# Selection
--- Start ---
I just picked up my Ranger and love it. I've done a ton of work that the truck needed as it sat nearly a year before i bought it.

The issues ive been having from the beginning of buying was P0171 & P0174 codes.

stuff ive replaced so far some not related to the codes.

Upper and lower intake manifold gaskets.
Valve Cover Gaskets.
IAC and gasket.
Cleaned MAF.
Egr tube was busted off at exhaust so i replaced that. (didn't replace EGR)
Cleaned the Throttle body out.
Pcv Valve & hose
DPFE Sensor
Plugs & wires (motorcraft)
Brakes (ALL)
Hubs
T-stat
Flushed Fluids
(More but forgetting)

After replacing all (evap Equip) i still noticed a very high idle

Did a smoke test and found 1 major Vacuum Leak which was insanely weird.

Someone had drilled several small holes in the brake booster Pressure relief valve. and it was sucking in air like crazy. No Idea Why someone would do that?

Did another smoke test as well as sprayed Brake Cleaner everywhere and there isnt anymore Vac leaks.

As of now engine is running great idle is around 900 Rpm which is good enough for me. much better then 1600 with the Vac Leak.

I have obd2 reader but its not a very advanced one.

Not Sure if it helps but

The P0174 Data is:

Fuel Sys 1-CL
Fuel Sys 2-NA
Calc Load %-64.71
ECT (C)-77
STFT B1 %-6.25
LTFT B1 %-25.00
STFT B2 %-8.59
LTFT B2 %-25.00
Eng RPM-2427
Veh Speed-57

No data on the P0171 Right now as i reset and it didn't come back on yet.

Any Recommendations would be great.

Thanks in Advance! :beer:
 
How long after fixing the vac leak did you take the scan readings?

LTFT shows large vac leak. STFT pretty much useless as one number as it shifts above/below zero from O2 signals. If you have O2 data access that would help.

Without real time data (graphed is best) it's hard to know what's going on. You should look at idle, 1500rpm, 2500rpm. There are some really good fuel trim videos on YouTube which you should watch.
 
About a day later i took the scan readings. ill have to check out some of the youtube videos unfortunately my scanner is a bit limited to what it can/will do so i might have to either get another one or see if someone i know has a better one. Would a damaged Fuel tank filler neck send a high LTFT reading? Not sure if its damaged or rusted but will take a look at that. I've heard that that's a common problem on the rangers also. Other then that im going nuts looking for another Vac Leak.
 
Would a damaged Fuel tank filler neck send a high LTFT reading?

If so you should get an evap code pretty fast. I believe the only connection to the intake from the evap is from the charcoal canister. There should be a valve that is normally closed but which opens under certain conditions to burn excess fumes.

You really need to look at STFT, LTFT, O2 signals to get full picture.

If you have a smoke machine you're lucky.
 
the filler neck is an easy swap. 3 screws, 2 hose clamps. I think it took me half an hour.
 
I'll have to look into getting the STFT and LTFT Readings as my scanner won't do them live. Only when the check engine light is on. I did replace the 2 upstream O2 sensors just for the heck of it to and same thing.

The codes does came back fairly fast. 1 usually faster then the other. It just doesn't trigger the actual check engine light. It's a soft code and doesn't illuminate the light until a couple more engine starts or a few more miles down the road.
--- End ---
# Objective a
Show each line of the records that contains the string "floor", with case counting in the match.
The text and the records come from separate sources and have no connection to each other.

[Dataset rows]
--- Start ---
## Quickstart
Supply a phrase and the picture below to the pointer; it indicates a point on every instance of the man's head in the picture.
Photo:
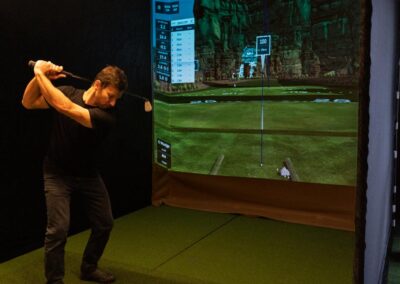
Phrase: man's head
(109, 84)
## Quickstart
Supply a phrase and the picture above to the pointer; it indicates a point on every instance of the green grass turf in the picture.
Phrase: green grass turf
(320, 139)
(270, 91)
(300, 116)
(172, 245)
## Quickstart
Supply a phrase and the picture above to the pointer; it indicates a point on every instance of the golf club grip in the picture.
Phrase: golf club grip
(32, 63)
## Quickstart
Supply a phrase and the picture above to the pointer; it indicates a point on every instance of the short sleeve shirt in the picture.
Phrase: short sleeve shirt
(73, 148)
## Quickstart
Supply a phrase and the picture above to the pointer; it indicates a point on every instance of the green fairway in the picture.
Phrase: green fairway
(319, 138)
(270, 91)
(301, 116)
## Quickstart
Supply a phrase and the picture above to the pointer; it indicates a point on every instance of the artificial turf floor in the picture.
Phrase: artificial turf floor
(174, 245)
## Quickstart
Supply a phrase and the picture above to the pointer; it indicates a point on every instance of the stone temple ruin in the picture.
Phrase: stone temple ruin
(311, 40)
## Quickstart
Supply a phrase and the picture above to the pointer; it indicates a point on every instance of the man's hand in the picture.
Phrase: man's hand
(48, 69)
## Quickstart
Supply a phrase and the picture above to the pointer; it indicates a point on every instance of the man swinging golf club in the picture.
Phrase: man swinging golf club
(81, 119)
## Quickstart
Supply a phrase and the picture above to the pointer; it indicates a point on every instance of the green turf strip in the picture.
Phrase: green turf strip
(253, 250)
(271, 91)
(172, 245)
(246, 115)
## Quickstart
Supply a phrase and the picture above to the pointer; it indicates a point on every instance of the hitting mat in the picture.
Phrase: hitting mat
(173, 245)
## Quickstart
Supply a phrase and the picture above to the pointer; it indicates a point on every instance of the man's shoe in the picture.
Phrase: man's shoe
(98, 276)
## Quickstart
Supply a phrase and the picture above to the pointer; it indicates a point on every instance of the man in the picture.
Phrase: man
(82, 118)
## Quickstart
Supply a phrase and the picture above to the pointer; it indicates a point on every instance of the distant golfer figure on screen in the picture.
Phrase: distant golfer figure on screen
(81, 120)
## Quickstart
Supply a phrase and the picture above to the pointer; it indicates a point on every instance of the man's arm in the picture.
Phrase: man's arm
(55, 97)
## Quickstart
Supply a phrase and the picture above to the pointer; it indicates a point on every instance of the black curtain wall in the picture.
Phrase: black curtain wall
(83, 36)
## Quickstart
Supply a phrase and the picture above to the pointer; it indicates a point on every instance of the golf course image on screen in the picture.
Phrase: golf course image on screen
(259, 89)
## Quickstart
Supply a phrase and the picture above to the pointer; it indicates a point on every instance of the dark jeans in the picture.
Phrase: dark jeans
(58, 190)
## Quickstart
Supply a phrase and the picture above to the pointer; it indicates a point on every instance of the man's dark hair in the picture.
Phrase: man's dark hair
(113, 75)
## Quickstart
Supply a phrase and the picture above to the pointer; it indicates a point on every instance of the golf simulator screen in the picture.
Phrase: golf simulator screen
(255, 88)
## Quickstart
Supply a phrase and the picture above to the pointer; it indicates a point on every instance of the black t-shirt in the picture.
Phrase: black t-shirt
(73, 147)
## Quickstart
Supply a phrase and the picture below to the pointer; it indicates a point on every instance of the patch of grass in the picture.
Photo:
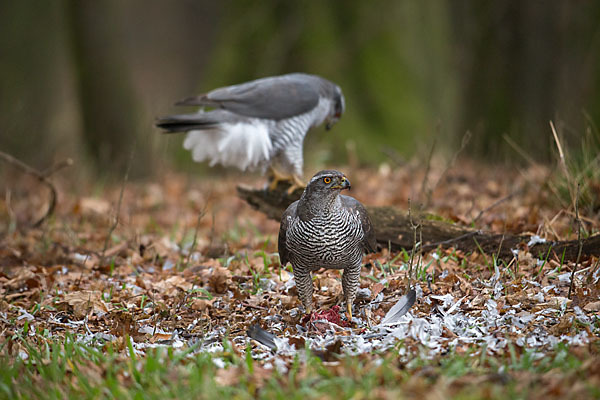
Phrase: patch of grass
(68, 369)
--- End ---
# Objective b
In the truck repair thread, what had someone done to the brake booster pressure relief valve?

# Answer a
Supply a phrase and the picture above to the pointer; it indicates a point on every instance of the artificial turf floor in the picture.
Phrase: artificial turf floor

# Answer b
Someone had drilled several small holes in it, so it was sucking in air.